● What you are asked to do
Repeat the lines from the line with "find the concrete patio slab" to the line with "find the vov5 logo" in the listing below, keeping both end lines and adding nothing.

━━━ Material provided ━━━

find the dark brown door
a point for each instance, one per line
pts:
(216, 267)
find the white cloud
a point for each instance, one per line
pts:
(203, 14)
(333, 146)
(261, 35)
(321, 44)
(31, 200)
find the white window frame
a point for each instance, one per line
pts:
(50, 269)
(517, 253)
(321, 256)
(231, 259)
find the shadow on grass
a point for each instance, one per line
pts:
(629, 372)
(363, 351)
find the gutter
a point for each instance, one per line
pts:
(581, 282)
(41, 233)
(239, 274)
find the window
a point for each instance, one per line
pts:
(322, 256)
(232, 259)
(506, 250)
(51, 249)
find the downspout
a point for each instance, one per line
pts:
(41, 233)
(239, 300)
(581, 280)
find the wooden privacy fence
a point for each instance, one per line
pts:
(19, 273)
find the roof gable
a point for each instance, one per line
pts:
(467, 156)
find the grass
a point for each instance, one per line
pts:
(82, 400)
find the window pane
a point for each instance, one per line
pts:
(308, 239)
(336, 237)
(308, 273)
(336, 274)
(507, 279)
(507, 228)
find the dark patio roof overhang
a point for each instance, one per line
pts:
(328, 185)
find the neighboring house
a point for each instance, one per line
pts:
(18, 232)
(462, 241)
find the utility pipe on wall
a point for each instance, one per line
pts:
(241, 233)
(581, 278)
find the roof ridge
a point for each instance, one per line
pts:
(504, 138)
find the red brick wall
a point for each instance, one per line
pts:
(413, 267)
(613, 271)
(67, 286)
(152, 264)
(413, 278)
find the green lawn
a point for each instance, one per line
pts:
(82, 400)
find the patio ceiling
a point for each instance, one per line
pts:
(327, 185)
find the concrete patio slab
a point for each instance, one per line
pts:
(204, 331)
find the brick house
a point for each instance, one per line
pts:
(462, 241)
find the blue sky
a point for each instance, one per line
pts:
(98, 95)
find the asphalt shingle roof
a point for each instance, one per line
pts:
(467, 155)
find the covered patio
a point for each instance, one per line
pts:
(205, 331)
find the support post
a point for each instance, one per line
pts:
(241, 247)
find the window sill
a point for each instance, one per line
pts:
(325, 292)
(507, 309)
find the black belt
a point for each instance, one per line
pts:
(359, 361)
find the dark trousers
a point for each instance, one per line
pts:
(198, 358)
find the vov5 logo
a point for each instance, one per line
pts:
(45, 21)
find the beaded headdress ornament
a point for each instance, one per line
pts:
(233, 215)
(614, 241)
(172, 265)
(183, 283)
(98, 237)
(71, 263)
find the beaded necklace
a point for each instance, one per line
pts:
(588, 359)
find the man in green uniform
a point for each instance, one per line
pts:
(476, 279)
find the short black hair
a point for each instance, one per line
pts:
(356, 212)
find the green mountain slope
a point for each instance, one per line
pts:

━━━

● Output below
find the concrete patio slab
a point for each instance, one per line
pts:
(204, 331)
find the brick house
a point for each instance, one per line
pts:
(462, 241)
find the blue sky
a point for each instance, one per line
pts:
(98, 95)
find the asphalt shingle roof
a point for each instance, one per line
pts:
(467, 155)
find the covered patio
a point for each instance, one per line
pts:
(205, 331)
find the support post
a point for each instance, one per line
pts:
(241, 247)
find the window sill
a point for each instance, one per line
pts:
(325, 292)
(507, 309)
find the black belt
a point for each instance, one per line
pts:
(359, 361)
find the dark trousers
a point for each instance, one per line
pts:
(198, 358)
find the vov5 logo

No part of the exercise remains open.